## The problem
Exactly as they appear, copy the lines of the listing from the one containing "Where can the flowering" through the final line, both included, and nothing else.

## Records
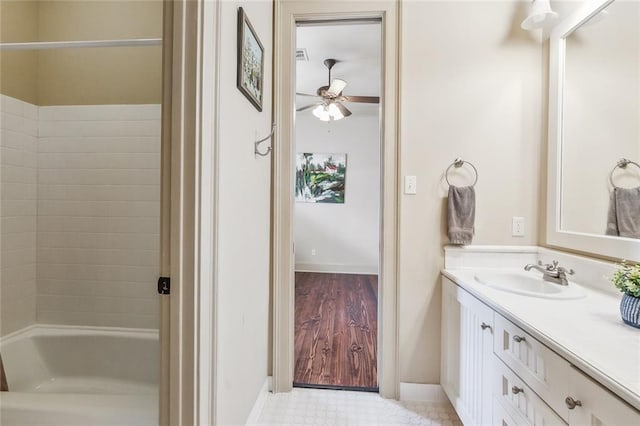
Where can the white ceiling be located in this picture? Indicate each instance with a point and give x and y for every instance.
(356, 47)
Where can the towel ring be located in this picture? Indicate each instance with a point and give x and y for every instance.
(457, 163)
(622, 164)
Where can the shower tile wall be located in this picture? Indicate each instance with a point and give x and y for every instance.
(98, 215)
(18, 144)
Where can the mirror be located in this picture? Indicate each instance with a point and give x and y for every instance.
(594, 111)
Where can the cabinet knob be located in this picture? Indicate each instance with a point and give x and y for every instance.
(518, 339)
(516, 390)
(572, 403)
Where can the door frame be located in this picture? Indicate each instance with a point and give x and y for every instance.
(287, 12)
(188, 252)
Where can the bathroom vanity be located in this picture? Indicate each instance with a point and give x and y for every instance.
(541, 358)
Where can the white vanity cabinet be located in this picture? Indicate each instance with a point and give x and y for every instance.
(595, 405)
(496, 373)
(467, 354)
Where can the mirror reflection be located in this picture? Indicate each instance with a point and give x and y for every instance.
(601, 125)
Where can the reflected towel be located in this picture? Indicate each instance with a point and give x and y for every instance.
(623, 218)
(461, 213)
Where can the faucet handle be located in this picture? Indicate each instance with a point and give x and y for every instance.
(549, 266)
(566, 271)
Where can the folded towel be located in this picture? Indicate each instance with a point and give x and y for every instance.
(627, 211)
(461, 214)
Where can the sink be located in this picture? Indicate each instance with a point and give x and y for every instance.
(529, 285)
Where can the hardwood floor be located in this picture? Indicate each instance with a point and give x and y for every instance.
(336, 330)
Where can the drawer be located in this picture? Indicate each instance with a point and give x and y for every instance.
(519, 401)
(542, 369)
(503, 417)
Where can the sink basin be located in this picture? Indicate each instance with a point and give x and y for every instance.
(529, 285)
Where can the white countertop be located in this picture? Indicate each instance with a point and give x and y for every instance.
(587, 332)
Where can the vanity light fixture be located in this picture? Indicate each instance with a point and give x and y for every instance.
(540, 15)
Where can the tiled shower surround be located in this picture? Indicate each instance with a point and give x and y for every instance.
(95, 206)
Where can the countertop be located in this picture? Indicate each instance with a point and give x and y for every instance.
(587, 332)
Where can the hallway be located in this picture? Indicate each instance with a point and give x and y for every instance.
(336, 330)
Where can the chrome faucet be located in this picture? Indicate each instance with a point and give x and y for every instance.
(552, 272)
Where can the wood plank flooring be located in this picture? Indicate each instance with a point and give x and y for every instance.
(336, 330)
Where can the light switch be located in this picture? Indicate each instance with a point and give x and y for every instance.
(410, 183)
(517, 226)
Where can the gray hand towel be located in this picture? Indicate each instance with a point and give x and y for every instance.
(612, 220)
(627, 211)
(461, 213)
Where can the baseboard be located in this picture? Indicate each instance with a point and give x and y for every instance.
(422, 392)
(254, 415)
(337, 268)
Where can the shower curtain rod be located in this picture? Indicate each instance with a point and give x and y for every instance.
(38, 45)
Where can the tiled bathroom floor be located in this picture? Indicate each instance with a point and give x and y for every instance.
(328, 407)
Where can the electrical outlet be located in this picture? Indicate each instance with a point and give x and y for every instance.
(517, 229)
(410, 183)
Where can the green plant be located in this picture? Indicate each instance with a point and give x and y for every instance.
(627, 279)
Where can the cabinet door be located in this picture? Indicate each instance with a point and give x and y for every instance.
(467, 347)
(597, 406)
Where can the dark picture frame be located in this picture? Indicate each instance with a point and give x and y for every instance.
(250, 71)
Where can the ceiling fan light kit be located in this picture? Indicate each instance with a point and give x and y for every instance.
(328, 112)
(540, 15)
(330, 107)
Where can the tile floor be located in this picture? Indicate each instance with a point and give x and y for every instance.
(328, 407)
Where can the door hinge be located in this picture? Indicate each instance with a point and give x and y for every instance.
(164, 285)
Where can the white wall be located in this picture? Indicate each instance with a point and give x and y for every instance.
(345, 236)
(18, 159)
(98, 215)
(601, 115)
(471, 86)
(242, 301)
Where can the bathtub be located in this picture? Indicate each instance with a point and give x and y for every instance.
(67, 375)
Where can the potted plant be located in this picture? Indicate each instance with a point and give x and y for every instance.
(627, 280)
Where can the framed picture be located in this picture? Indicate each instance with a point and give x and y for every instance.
(320, 178)
(250, 72)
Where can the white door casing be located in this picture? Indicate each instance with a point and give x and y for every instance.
(188, 255)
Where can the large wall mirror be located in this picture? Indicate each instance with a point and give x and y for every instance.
(594, 130)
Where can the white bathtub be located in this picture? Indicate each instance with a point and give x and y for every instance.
(65, 375)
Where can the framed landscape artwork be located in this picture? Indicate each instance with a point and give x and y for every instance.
(320, 178)
(250, 72)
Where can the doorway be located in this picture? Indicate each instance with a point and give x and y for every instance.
(337, 210)
(288, 14)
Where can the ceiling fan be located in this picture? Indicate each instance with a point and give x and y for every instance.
(329, 107)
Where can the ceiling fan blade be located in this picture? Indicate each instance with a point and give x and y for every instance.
(337, 86)
(306, 94)
(363, 99)
(304, 108)
(343, 109)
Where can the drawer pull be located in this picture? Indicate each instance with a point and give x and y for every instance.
(572, 403)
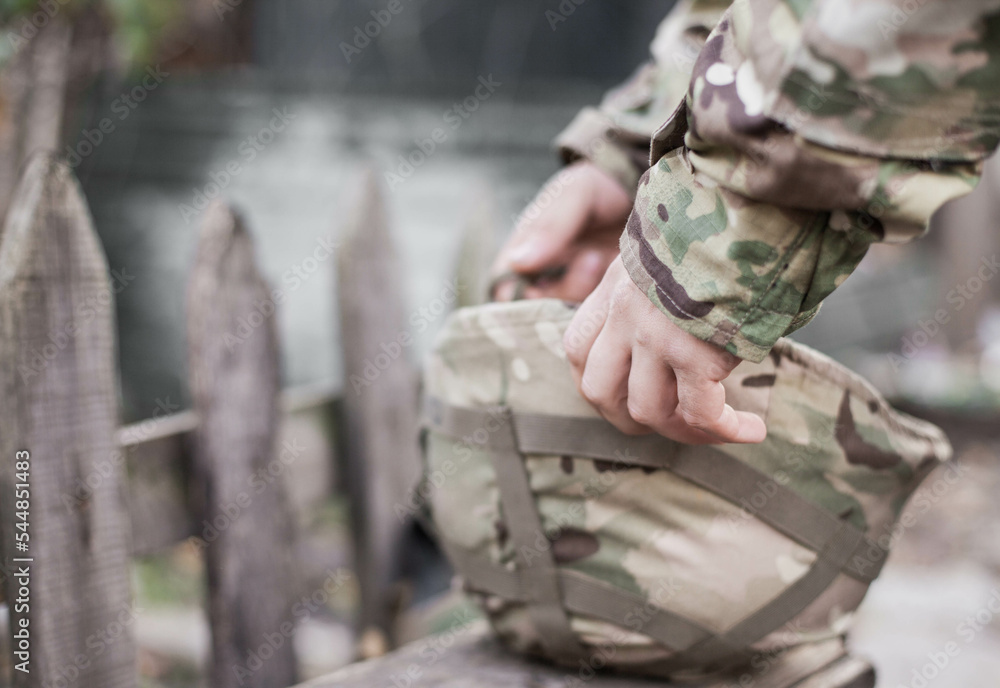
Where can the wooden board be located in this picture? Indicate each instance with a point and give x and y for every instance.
(59, 402)
(233, 369)
(471, 658)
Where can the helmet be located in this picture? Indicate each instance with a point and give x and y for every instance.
(581, 542)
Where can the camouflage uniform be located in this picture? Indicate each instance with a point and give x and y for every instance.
(592, 548)
(787, 137)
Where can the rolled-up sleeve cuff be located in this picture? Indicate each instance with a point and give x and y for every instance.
(733, 272)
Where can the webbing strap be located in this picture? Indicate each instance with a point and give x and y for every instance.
(536, 566)
(779, 611)
(584, 596)
(741, 484)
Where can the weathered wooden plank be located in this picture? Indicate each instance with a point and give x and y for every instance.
(33, 90)
(380, 401)
(476, 251)
(157, 454)
(58, 401)
(233, 369)
(471, 658)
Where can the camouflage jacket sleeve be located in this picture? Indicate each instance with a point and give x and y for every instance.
(616, 135)
(811, 129)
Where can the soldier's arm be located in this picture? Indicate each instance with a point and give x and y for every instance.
(811, 130)
(615, 135)
(573, 229)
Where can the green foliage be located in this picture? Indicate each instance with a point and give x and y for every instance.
(138, 24)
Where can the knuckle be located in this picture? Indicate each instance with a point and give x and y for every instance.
(695, 420)
(642, 412)
(595, 395)
(621, 297)
(572, 345)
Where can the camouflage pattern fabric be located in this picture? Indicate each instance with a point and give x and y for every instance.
(832, 440)
(810, 129)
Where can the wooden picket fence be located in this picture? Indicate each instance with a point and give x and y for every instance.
(101, 494)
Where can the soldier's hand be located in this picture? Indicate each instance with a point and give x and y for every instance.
(644, 374)
(566, 237)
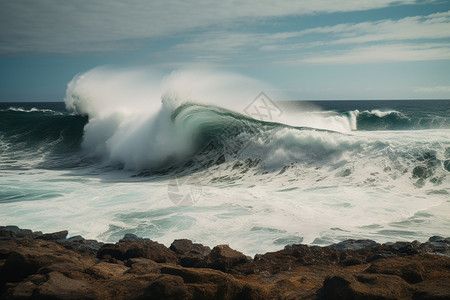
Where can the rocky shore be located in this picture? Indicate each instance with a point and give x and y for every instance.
(51, 266)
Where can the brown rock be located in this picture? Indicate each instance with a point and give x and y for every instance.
(131, 249)
(59, 286)
(141, 266)
(223, 258)
(168, 287)
(365, 287)
(190, 254)
(106, 270)
(60, 235)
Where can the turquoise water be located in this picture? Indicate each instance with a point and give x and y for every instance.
(320, 173)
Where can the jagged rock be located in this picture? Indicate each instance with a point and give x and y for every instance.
(190, 254)
(168, 287)
(129, 249)
(142, 269)
(60, 235)
(365, 287)
(129, 237)
(17, 233)
(142, 266)
(223, 258)
(59, 286)
(355, 245)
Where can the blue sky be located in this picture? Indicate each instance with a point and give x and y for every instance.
(305, 50)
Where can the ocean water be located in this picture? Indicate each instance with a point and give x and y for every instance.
(257, 175)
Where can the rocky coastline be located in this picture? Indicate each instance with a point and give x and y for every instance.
(34, 265)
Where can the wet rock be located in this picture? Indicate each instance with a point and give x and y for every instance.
(130, 249)
(138, 268)
(223, 258)
(364, 287)
(168, 287)
(106, 270)
(60, 235)
(142, 266)
(129, 237)
(355, 245)
(17, 233)
(190, 254)
(59, 286)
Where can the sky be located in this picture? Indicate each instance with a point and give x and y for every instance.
(303, 50)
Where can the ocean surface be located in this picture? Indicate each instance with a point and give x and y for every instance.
(257, 177)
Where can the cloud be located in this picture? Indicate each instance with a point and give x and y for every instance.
(381, 53)
(434, 89)
(77, 26)
(417, 38)
(434, 26)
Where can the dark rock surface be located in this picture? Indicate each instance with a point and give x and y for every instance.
(49, 266)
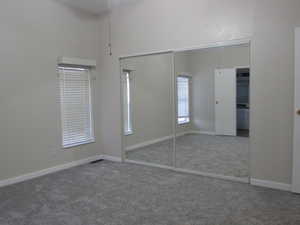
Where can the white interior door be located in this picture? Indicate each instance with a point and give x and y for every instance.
(296, 155)
(225, 105)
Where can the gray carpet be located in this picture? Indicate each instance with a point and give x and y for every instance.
(222, 155)
(126, 194)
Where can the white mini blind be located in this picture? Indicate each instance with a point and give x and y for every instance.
(76, 106)
(127, 103)
(183, 99)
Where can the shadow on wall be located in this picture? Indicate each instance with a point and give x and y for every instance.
(94, 7)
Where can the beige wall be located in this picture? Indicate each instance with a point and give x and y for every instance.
(201, 65)
(33, 34)
(159, 25)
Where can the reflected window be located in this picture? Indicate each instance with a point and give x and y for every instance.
(127, 103)
(183, 96)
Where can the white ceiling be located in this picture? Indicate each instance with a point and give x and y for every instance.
(95, 6)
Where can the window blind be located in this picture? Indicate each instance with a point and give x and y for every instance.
(127, 104)
(183, 99)
(76, 107)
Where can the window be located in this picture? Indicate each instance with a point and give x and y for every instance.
(183, 114)
(127, 103)
(76, 106)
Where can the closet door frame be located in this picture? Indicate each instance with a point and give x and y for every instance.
(174, 167)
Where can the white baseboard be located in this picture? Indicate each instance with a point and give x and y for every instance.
(147, 143)
(271, 184)
(112, 158)
(202, 132)
(44, 172)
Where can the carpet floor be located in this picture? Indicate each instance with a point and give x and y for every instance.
(125, 194)
(223, 155)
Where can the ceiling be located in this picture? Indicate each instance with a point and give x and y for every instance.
(95, 6)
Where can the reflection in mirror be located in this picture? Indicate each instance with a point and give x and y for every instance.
(212, 132)
(148, 108)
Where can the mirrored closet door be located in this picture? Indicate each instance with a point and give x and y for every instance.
(212, 127)
(189, 110)
(148, 109)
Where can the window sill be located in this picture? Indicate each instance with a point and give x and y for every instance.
(79, 144)
(183, 123)
(128, 133)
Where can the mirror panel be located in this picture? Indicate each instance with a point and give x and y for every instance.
(212, 97)
(148, 108)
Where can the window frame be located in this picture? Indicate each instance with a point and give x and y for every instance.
(186, 119)
(92, 138)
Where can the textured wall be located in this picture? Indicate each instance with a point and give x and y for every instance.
(33, 34)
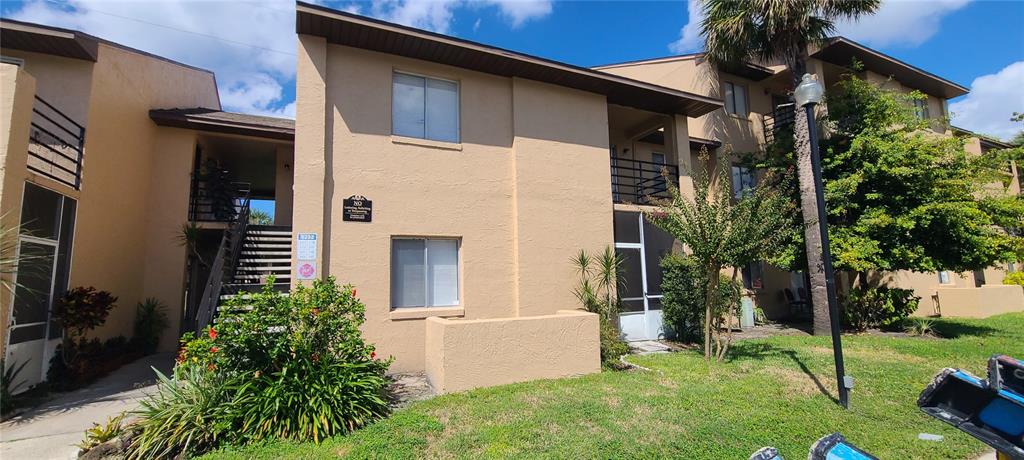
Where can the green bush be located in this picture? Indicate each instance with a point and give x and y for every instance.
(683, 302)
(280, 367)
(878, 307)
(151, 320)
(612, 346)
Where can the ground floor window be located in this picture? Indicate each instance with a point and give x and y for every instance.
(424, 272)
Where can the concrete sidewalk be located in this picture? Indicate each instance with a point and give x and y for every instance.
(52, 429)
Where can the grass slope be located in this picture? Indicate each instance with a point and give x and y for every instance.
(775, 391)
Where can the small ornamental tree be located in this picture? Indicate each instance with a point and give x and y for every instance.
(901, 197)
(722, 232)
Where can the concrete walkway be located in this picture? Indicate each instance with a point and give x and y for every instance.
(52, 429)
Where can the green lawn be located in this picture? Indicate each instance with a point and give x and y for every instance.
(775, 391)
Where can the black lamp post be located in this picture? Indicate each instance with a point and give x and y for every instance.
(808, 94)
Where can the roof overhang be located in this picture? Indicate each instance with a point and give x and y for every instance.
(47, 40)
(359, 32)
(842, 51)
(225, 123)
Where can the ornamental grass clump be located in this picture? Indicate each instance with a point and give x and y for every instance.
(292, 367)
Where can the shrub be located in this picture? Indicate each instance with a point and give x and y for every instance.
(612, 346)
(683, 302)
(284, 367)
(878, 307)
(101, 432)
(184, 417)
(151, 320)
(1016, 278)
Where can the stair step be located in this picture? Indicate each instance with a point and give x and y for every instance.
(258, 277)
(268, 234)
(273, 253)
(261, 246)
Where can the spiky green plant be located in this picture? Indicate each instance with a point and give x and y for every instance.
(736, 32)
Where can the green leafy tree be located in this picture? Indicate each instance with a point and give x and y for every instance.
(722, 232)
(781, 31)
(260, 217)
(902, 197)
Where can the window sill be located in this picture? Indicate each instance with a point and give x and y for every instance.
(427, 311)
(426, 142)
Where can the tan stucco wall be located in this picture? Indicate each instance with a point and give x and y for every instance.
(467, 353)
(529, 155)
(64, 82)
(283, 185)
(135, 184)
(17, 90)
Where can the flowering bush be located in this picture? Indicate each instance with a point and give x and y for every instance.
(286, 367)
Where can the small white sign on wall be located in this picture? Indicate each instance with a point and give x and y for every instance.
(306, 247)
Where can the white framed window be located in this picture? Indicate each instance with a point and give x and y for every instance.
(921, 109)
(735, 98)
(424, 108)
(424, 272)
(743, 180)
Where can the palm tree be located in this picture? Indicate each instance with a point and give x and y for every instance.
(781, 30)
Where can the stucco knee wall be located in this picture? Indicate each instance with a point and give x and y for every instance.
(463, 354)
(981, 302)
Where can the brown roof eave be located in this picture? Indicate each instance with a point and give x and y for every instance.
(201, 120)
(359, 32)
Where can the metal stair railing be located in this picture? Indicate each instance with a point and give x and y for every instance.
(224, 265)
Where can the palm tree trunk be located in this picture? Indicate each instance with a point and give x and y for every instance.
(809, 209)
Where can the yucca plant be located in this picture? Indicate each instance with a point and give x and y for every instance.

## Problem solution
Where can the flowering bush be located in this picture? Indicate each instance with a point and give x and y for every instance.
(286, 367)
Where can the small white sign on wall be located in this picture? Indicate each instance with a point and give x and y for every instance.
(306, 247)
Where can the white framed window be located in this picture? Indicate each instance with a point and give x and y for every instance.
(921, 109)
(735, 98)
(424, 108)
(424, 272)
(743, 180)
Where can the palm tree be located in this picture? Indicate each instance with a point and give x and y for every instance.
(781, 30)
Where can the stucco knee wall be located in this picture? Indicate each instance with a point and give x and y for every instance.
(463, 354)
(981, 302)
Where can the brown roof eave be located in this picture? Indicate each instance with a point and give x and y for every instance.
(201, 120)
(359, 32)
Where can the metal stair railing be located in this picture? Indicate each instance with a point and give x and y for every instance.
(224, 265)
Where can the palm tree trunk be located in this picture? Indicate each instance with a point and give x and y for every instance.
(809, 209)
Where can the yucca plant be located in this picture? Indicate each instance with a point and give x and y for every instance.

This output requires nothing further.